More than 2,000 teams compete in 2018 Data Science Bowl.
When it comes to developing drugs to fight disease, a billion dollars doesn’t buy what it used to.
Not so long ago, a fortune that size might have covered the cost of creating 30 new medicines. Today, it won’t even buy you one.
This year’s Data Science Bowl could help cure what ails drug discovery. In the world’s largest AI competition for social good, more than 2,000 teams are vying to reduce the soaring costs and testing times for new drugs.
Their challenge: To use deep learning to accelerate and be more accurate in a crucial step in the drug-discovery pipeline — identifying the nucleus of each cell.
“The 2018 Data Science Bowl is driven by a very real need to develop new treatments faster and more accurately,” said Anne Carpenter, director of the imaging platform at the Broad Institute of MIT and Harvard, the nonprofit partner for the competition.
Intrigued? It’s not too late to get in on the action: The entry deadline is April 9. Final submissions are due on April 16.
$100,000 in Cash, and a NVIDIA Deep Learning Supercomputer
The fourth annual Data Science Bowl calls on participants from around the world to train deep learning models to examine cell images and identify nuclei.
“If we can improve that process, new cures and new treatments could come out at a much faster pace,” said Ray Hensberger, director of data solutions and machine intelligence at the consulting firm Booz Allen Hamilton.
Booz Allen and the Kaggle platform for data science competitions are co-presenting the contest, with additional sponsorship from NVIDIA, the medical diagnostics company PerkinElmer and others. In addition to potentially advancing drug discovery, top teams will split $170,000 in cash and prizes, including an NVIDIA DGX Station personal AI supercomputer.
The Opposite of Moore’s Law
Finding new drugs is a complex and laborious task that can cost billions and take a decade or more per treatment. Despite improvements in technology, the cost of developing a new drug roughly doubles every nine years, according to an observation known as Eroom’s law (that’s Moore’s law spelled backwards).

◆ DATA SUPPLIED ◆

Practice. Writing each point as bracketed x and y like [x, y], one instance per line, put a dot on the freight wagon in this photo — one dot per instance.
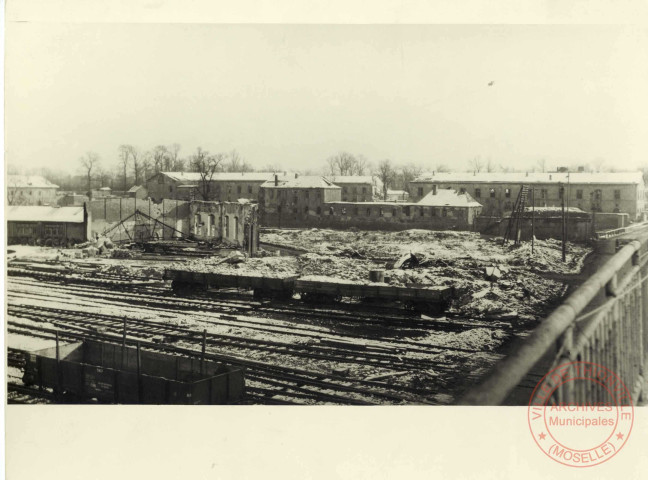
[424, 298]
[115, 374]
[262, 286]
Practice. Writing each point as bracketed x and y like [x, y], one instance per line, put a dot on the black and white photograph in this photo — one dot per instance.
[329, 214]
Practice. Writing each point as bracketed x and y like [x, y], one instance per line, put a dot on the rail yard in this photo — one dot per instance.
[351, 341]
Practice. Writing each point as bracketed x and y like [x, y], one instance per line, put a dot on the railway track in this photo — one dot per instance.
[322, 387]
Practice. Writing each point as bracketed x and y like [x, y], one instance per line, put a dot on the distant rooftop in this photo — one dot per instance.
[446, 197]
[222, 176]
[339, 179]
[533, 177]
[44, 214]
[29, 181]
[305, 181]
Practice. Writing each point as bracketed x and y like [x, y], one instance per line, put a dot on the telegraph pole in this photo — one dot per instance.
[564, 223]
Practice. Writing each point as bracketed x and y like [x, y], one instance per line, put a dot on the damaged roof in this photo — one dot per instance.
[533, 177]
[306, 181]
[447, 197]
[44, 214]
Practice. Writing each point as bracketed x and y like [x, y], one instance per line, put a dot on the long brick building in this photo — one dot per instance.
[621, 192]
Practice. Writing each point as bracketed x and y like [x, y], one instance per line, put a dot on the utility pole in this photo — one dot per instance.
[532, 220]
[564, 223]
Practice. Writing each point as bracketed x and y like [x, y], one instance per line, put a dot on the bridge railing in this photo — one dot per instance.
[605, 321]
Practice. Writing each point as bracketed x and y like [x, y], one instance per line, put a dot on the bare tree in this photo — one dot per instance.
[386, 174]
[160, 157]
[172, 162]
[206, 164]
[124, 156]
[236, 164]
[89, 162]
[135, 155]
[476, 164]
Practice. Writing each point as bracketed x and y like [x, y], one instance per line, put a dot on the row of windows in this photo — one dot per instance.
[596, 194]
[409, 211]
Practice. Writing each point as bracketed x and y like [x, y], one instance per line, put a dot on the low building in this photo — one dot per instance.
[357, 188]
[30, 190]
[103, 192]
[137, 191]
[235, 223]
[44, 225]
[292, 202]
[397, 196]
[223, 186]
[73, 200]
[610, 192]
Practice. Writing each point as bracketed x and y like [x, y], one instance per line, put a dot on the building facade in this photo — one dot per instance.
[622, 192]
[309, 202]
[223, 187]
[49, 226]
[30, 190]
[356, 188]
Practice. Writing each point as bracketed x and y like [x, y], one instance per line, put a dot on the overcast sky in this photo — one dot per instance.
[294, 95]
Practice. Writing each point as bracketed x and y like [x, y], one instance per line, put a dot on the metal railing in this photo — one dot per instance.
[605, 321]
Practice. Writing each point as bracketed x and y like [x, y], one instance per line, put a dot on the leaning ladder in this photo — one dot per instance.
[515, 220]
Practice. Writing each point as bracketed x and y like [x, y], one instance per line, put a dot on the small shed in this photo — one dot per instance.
[138, 191]
[50, 226]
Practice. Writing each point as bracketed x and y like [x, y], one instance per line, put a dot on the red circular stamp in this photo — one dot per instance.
[580, 433]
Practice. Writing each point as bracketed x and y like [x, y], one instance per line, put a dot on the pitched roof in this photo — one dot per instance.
[220, 176]
[339, 179]
[446, 197]
[28, 181]
[533, 177]
[305, 181]
[44, 214]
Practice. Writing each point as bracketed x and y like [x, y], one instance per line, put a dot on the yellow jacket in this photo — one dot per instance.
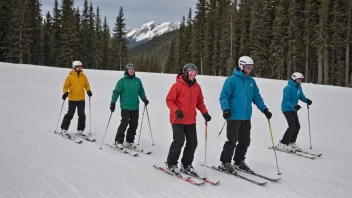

◆ EXERCISE INSTRUCTIONS ◆
**a.** Answer these questions from the Data Science Bowl article:
(i) How many teams are competing in the 2018 Data Science Bowl?
(ii) What is the entry deadline for the competition?
(iii) According to Eroom's law, how often does the cost of developing a new drug roughly double?
**b.** Rewrite the stretch of the Data Science Bowl article from "Their challenge: To" through "and identify nuclei.", swapping "participants" for "entrants".

◆ TASK RESPONSES ◆
**a.**
(i) More than 2,000 teams.
(ii) April 9.
(iii) Roughly every nine years.

**b.**
Their challenge: To use deep learning to accelerate and be more accurate in a crucial step in the drug-discovery pipeline — identifying the nucleus of each cell.
“The 2018 Data Science Bowl is driven by a very real need to develop new treatments faster and more accurately,” said Anne Carpenter, director of the imaging platform at the Broad Institute of MIT and Harvard, the nonprofit partner for the competition.
Intrigued? It’s not too late to get in on the action: The entry deadline is April 9. Final submissions are due on April 16.
$100,000 in Cash, and a NVIDIA Deep Learning Supercomputer
The fourth annual Data Science Bowl calls on entrants from around the world to train deep learning models to examine cell images and identify nuclei.